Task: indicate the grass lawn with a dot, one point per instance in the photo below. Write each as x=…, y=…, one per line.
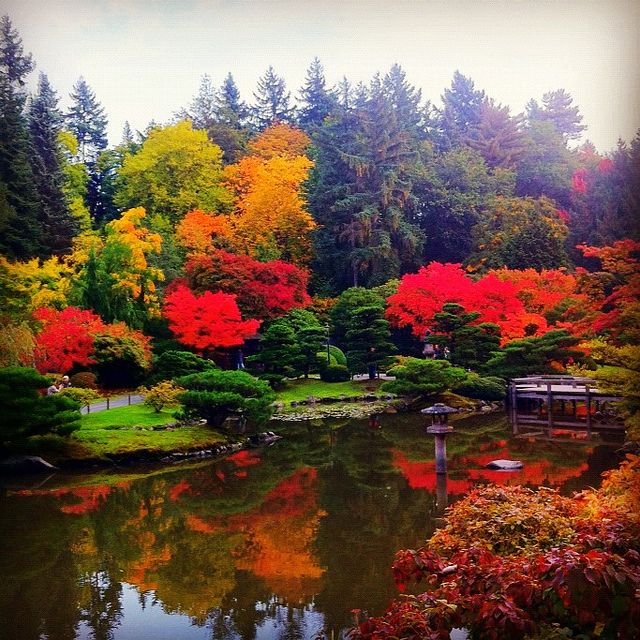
x=297, y=390
x=136, y=415
x=124, y=431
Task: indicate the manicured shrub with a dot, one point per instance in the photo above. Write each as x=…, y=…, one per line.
x=164, y=394
x=335, y=373
x=475, y=386
x=274, y=380
x=415, y=377
x=216, y=395
x=173, y=364
x=25, y=412
x=82, y=396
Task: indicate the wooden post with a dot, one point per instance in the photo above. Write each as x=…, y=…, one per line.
x=513, y=399
x=549, y=411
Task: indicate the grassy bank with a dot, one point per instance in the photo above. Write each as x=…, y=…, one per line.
x=297, y=390
x=124, y=432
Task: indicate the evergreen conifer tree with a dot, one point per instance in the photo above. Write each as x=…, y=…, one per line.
x=317, y=101
x=272, y=101
x=58, y=225
x=19, y=229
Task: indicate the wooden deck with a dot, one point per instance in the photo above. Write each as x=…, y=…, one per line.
x=562, y=407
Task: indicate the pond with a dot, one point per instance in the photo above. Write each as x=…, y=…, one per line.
x=273, y=543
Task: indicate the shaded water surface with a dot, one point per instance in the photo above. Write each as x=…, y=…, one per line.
x=276, y=543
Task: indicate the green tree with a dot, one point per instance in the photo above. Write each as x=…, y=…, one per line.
x=87, y=121
x=26, y=412
x=361, y=330
x=497, y=136
x=172, y=364
x=271, y=101
x=317, y=102
x=19, y=227
x=452, y=189
x=462, y=105
x=416, y=378
x=58, y=224
x=176, y=170
x=530, y=356
x=279, y=350
x=557, y=109
x=546, y=166
x=470, y=344
x=216, y=395
x=361, y=195
x=521, y=233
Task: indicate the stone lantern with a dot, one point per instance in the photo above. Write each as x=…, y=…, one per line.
x=440, y=429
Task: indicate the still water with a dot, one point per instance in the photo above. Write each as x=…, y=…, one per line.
x=274, y=543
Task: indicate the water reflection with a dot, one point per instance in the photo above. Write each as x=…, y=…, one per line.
x=277, y=543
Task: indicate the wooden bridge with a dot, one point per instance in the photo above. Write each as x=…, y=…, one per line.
x=561, y=407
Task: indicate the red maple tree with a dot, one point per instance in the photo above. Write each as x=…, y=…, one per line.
x=421, y=295
x=66, y=338
x=263, y=290
x=208, y=321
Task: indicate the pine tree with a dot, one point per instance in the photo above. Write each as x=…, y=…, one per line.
x=317, y=101
x=58, y=225
x=461, y=109
x=272, y=101
x=404, y=99
x=229, y=131
x=19, y=230
x=87, y=121
x=557, y=109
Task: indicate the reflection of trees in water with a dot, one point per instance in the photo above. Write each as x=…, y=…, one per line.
x=306, y=529
x=101, y=604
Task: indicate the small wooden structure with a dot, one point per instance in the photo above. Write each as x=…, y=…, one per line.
x=552, y=407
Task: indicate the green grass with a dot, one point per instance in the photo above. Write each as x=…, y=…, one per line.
x=123, y=431
x=136, y=415
x=297, y=390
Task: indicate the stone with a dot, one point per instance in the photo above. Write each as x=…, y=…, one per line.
x=26, y=464
x=505, y=465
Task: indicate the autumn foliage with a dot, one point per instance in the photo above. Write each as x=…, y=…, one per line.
x=513, y=563
x=208, y=321
x=421, y=295
x=66, y=338
x=262, y=289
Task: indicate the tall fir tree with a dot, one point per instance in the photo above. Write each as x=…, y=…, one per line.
x=272, y=101
x=229, y=129
x=317, y=101
x=19, y=228
x=58, y=225
x=460, y=113
x=86, y=119
x=558, y=109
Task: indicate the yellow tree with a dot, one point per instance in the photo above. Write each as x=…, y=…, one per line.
x=177, y=169
x=199, y=232
x=270, y=220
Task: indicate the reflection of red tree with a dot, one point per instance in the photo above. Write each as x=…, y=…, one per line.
x=277, y=536
x=178, y=489
x=90, y=498
x=244, y=458
x=421, y=474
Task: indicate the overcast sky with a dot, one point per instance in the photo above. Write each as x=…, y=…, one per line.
x=144, y=59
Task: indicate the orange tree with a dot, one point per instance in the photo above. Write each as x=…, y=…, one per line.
x=514, y=563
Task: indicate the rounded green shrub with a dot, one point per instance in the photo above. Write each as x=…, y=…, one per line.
x=479, y=388
x=84, y=380
x=335, y=373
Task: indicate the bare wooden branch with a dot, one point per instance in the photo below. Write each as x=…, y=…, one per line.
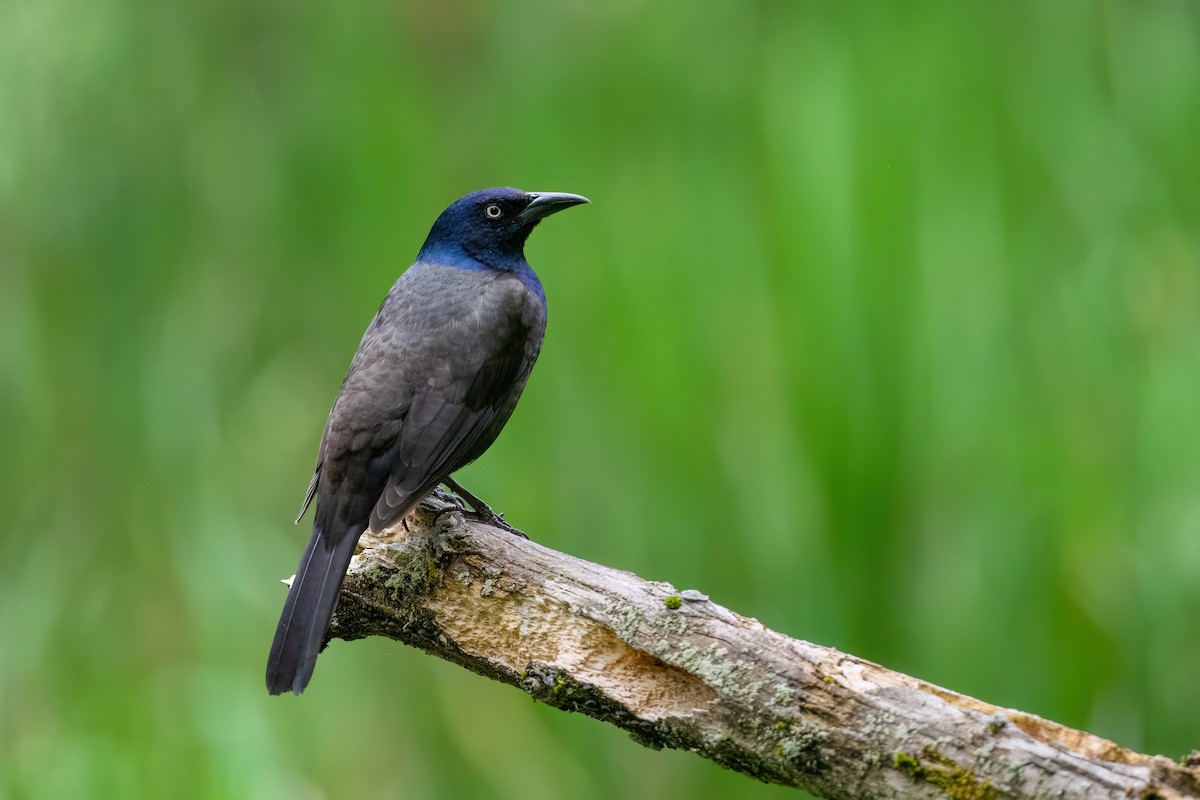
x=678, y=671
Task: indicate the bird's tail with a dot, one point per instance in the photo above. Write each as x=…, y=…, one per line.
x=307, y=611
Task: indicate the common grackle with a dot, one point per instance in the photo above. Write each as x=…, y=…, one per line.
x=436, y=377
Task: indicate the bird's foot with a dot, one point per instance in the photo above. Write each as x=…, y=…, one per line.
x=480, y=510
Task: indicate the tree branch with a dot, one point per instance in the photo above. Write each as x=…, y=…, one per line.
x=678, y=671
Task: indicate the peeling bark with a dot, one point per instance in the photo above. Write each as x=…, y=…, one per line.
x=678, y=671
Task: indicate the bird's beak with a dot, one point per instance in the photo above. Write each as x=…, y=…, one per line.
x=543, y=204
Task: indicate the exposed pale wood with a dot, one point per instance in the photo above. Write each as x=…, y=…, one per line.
x=589, y=638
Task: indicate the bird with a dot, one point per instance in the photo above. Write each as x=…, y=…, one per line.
x=437, y=374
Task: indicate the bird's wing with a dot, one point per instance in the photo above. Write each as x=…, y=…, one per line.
x=450, y=422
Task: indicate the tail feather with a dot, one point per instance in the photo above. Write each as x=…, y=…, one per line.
x=307, y=611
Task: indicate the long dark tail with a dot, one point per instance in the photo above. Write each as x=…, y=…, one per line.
x=309, y=609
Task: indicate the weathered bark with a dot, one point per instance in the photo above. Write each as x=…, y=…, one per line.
x=678, y=671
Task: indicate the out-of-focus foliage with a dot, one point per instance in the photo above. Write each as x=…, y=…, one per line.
x=883, y=328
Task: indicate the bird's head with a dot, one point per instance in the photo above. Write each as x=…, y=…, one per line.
x=491, y=227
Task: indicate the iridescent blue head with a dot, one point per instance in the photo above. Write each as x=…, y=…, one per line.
x=489, y=228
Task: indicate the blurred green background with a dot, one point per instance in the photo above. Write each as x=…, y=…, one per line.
x=883, y=328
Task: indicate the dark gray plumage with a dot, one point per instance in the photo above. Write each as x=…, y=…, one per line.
x=435, y=379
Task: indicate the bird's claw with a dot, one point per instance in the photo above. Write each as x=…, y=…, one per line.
x=490, y=517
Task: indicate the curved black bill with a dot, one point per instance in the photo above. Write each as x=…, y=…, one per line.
x=547, y=203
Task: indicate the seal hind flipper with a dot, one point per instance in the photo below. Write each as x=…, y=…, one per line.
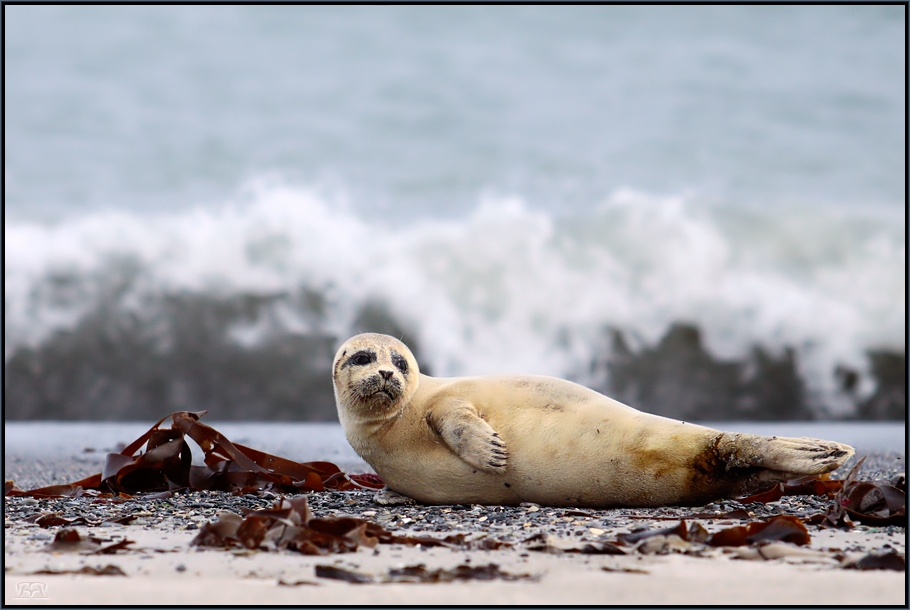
x=790, y=455
x=461, y=427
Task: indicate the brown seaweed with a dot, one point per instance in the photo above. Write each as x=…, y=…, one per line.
x=166, y=466
x=289, y=524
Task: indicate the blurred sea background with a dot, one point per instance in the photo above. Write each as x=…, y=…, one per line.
x=699, y=210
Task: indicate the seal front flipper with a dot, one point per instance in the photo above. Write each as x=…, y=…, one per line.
x=461, y=427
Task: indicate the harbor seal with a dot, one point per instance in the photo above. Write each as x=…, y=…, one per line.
x=511, y=439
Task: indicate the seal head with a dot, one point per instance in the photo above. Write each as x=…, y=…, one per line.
x=375, y=376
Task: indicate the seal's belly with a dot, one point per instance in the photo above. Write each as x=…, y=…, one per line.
x=562, y=457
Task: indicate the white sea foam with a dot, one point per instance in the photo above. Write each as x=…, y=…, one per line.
x=503, y=289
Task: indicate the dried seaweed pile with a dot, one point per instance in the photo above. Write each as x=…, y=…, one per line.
x=166, y=466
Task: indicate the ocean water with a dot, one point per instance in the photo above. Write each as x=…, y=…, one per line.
x=201, y=203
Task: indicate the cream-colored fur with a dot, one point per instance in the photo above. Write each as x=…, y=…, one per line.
x=512, y=439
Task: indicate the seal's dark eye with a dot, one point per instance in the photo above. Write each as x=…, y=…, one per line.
x=400, y=362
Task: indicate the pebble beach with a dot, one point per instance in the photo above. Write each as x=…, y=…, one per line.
x=524, y=554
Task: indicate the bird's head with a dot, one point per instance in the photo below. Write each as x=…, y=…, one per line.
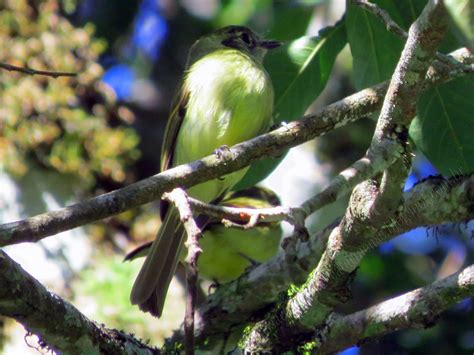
x=236, y=37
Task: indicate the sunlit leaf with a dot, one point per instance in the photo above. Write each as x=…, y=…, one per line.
x=299, y=70
x=444, y=125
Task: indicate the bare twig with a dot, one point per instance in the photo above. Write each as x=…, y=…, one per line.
x=391, y=25
x=30, y=71
x=179, y=199
x=338, y=114
x=432, y=202
x=328, y=284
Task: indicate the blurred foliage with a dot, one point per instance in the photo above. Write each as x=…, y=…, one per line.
x=74, y=126
x=70, y=125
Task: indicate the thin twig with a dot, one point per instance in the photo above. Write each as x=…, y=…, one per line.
x=411, y=310
x=180, y=200
x=391, y=25
x=336, y=115
x=30, y=71
x=394, y=28
x=327, y=285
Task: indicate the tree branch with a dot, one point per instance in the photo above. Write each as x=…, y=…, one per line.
x=420, y=308
x=292, y=323
x=431, y=202
x=58, y=323
x=338, y=114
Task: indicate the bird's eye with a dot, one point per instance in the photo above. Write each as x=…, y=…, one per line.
x=246, y=38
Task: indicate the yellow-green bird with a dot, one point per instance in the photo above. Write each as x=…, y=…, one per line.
x=226, y=97
x=228, y=252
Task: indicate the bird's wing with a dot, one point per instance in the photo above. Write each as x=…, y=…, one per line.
x=175, y=121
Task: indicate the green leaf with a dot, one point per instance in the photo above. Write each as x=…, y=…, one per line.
x=376, y=51
x=299, y=70
x=444, y=126
x=462, y=14
x=289, y=22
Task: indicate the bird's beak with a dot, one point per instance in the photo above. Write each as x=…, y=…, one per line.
x=270, y=44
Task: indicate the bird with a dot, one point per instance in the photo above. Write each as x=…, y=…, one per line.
x=229, y=252
x=226, y=97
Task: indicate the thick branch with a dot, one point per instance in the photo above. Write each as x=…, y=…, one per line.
x=58, y=323
x=416, y=309
x=338, y=114
x=308, y=309
x=431, y=202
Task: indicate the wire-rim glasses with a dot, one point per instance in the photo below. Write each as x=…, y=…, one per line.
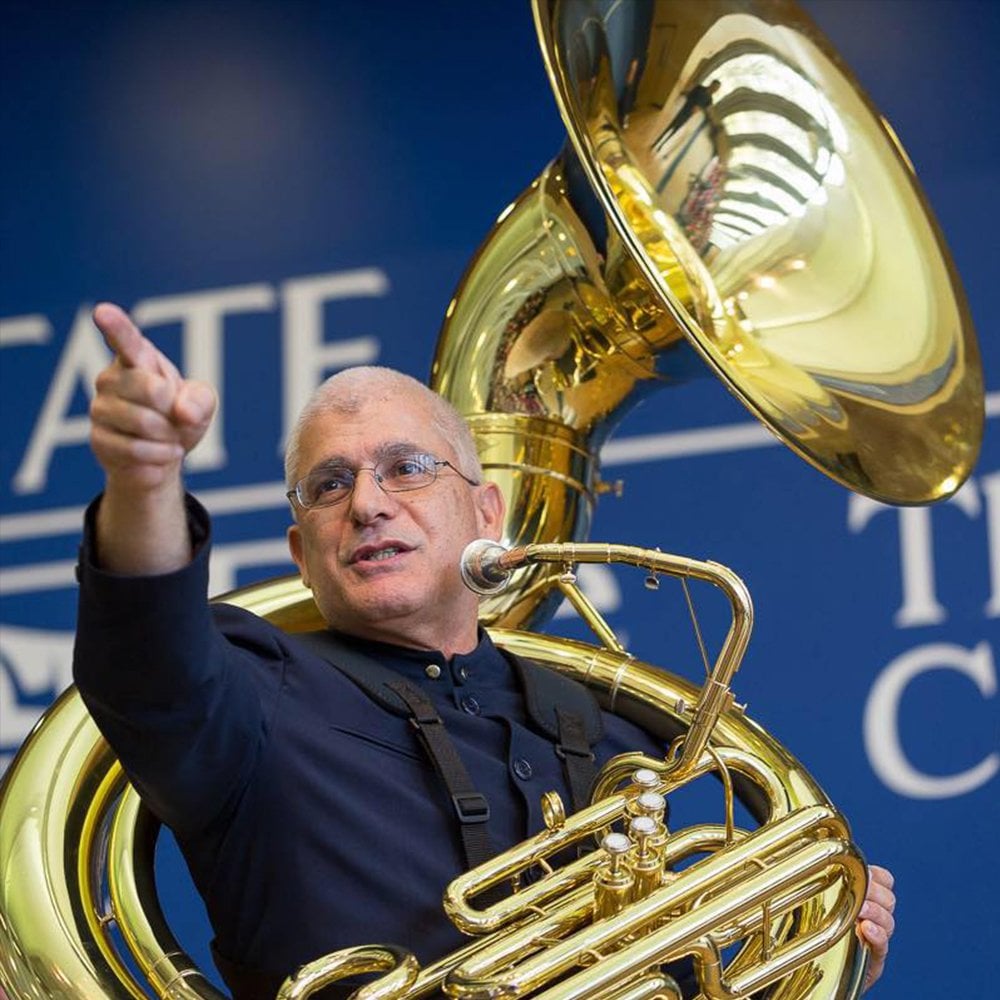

+++

## Task description
Copy out the rows word for word, everything from the line containing "Task: indicate the ocean" down to the line containing "x=524, y=554", with both of those lines included.

## Written answer
Task: indicate the ocean water with a dot, one point per instance in the photo above. Write each as x=…, y=…, one per line.
x=201, y=203
Task: indicate the cream-colored fur with a dot, one point per instance in the photo above. Write each as x=…, y=…, one per line.
x=512, y=439
Task: indicate the seal's dark eye with a dot, one point per instance in the photo above. Write each as x=…, y=…, one per line.
x=400, y=362
Task: indicate the pebble beach with a dot, one point per instance in the photo above. Write each as x=…, y=…, one per line.
x=524, y=554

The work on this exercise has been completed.